● **Textauszug**:
----

Bischof Fürst bietet Papst Rücktritt an

Der Rottenburg-Stuttgarter Bischof hat sein Ausscheiden aus dem Amt für Anfang Dezember angekündigt. Wie sieht das Verfahren aus, nach dem die württembergischen Katholiken einen Nachfolger für Gebhard Fürst bekommen?

Der Rottenburg-Stuttgarter Bischof hat sein Ausscheiden aus dem Amt für Anfang Dezember angekündigt. Wie sieht das Verfahren aus, nach dem die württembergischen Katholiken einen Nachfolger für GebhardFürst bekommen?

Rottenburg. Diözese. Bischof Gebhard Fürst. 12.09.2017 / Bild: Rainer Mozer

Nach fast einem Vierteljahrhundert im Amt kam die Erklärung des württembergischen Bischofs an diesem Samstag wenig überraschend. Am 2. Dezember wird Fürst 75, und das Kirchenrecht schreibt vor, dass ein Bischof beim Erreichen dieser Altersschwelle den Rücktritt einreicht. Offenbar scheint über die Nuntiatur mit Rom abgestimmt, dass Papst Franziskus das Rücktritts-Angebot genau an diesem Tag annimmt.

In den Tagen danach tritt das Domkapitel, dem elf Geistliche angehören, zusammen und wählt einen Diözesanadministrator. Dieser Übergangsverwalter leitet das Bistum, darf aber keine grundlegenden Veränderungen vornehmen. Das bleibt Fürsts Nachfolger vorbehalten.

Möglicherweise wird einer der drei Weihbischöfe zum Diözesanadministrator bestimmt, es kann aber auch jeder andere aus dem Gremium sein. Grundsätzlich lässt sich auch keine römische Linie dazu erkennen, ob das Amt des Diözesanadministrators dessen Chancen erhöht, als Bischof das Bistum dauerhaft zu leiten.

----

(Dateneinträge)
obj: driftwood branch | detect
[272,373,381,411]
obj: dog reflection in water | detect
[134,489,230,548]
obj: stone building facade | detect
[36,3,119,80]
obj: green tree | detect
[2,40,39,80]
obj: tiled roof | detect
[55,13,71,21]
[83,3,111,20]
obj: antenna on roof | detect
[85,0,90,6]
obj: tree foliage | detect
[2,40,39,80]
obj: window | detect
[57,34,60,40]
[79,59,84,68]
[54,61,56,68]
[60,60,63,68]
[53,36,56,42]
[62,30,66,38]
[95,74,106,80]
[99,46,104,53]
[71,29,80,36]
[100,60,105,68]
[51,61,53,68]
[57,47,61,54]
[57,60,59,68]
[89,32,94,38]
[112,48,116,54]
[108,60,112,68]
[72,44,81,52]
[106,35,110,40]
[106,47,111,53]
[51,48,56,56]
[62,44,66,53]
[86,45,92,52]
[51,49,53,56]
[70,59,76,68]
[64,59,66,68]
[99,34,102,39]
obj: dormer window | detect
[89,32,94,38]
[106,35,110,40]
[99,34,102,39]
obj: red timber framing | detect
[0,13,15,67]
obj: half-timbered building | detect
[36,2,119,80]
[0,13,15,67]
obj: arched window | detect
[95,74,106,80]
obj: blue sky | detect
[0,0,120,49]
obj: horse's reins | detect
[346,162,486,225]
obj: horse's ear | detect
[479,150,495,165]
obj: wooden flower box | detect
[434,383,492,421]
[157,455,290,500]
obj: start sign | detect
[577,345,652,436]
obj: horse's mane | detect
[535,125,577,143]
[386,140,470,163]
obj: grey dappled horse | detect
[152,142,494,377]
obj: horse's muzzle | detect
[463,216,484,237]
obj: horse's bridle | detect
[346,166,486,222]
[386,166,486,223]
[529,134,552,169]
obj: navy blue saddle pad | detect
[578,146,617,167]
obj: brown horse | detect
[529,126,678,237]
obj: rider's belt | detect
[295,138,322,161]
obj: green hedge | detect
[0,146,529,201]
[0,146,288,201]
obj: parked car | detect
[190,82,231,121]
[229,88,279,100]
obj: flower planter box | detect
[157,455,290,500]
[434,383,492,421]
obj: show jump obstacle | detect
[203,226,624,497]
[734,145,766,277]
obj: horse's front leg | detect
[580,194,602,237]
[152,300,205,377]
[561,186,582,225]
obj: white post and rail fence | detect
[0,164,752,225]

----

● **Aufgabenstellung**:
Stimmen die folgenden Aussagen mit dem Artikel über den Rücktritt von Bischof Fürst überein? Beantworten Sie jede mit Ja oder Nein und belegen Sie die Antwort mit dem wörtlichen Zitat der entscheidenden Textstelle.
1. Fürst vollendet am 2. Dezember sein 75. Lebensjahr.
2. Das Domkapitel besteht aus zwölf Geistlichen.
3. Der Diözesanadministrator darf grundlegende Veränderungen im Bistum vornehmen.

● **Lösung**:
1. Ja: „Am 2. Dezember wird Fürst 75“
2. Nein: „dem elf Geistliche angehören“
3. Nein: „darf aber keine grundlegenden Veränderungen vornehmen“